Instruction
Quote each record exactly, please, leaving none out.

--------------------------------

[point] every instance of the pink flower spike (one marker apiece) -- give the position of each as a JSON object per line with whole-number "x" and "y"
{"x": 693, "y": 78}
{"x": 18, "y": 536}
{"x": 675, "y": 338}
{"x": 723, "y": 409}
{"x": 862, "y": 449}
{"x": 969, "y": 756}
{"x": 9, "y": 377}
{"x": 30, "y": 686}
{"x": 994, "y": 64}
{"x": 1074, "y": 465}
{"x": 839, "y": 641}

--------------------------------

Problem solution
[point] every instance of the pink flower spike (one marker apiece) -- give the position of each as a JSON object per line with whole-number "x" and "y"
{"x": 693, "y": 78}
{"x": 18, "y": 536}
{"x": 675, "y": 338}
{"x": 723, "y": 409}
{"x": 862, "y": 449}
{"x": 969, "y": 756}
{"x": 9, "y": 377}
{"x": 30, "y": 686}
{"x": 994, "y": 64}
{"x": 1074, "y": 465}
{"x": 839, "y": 641}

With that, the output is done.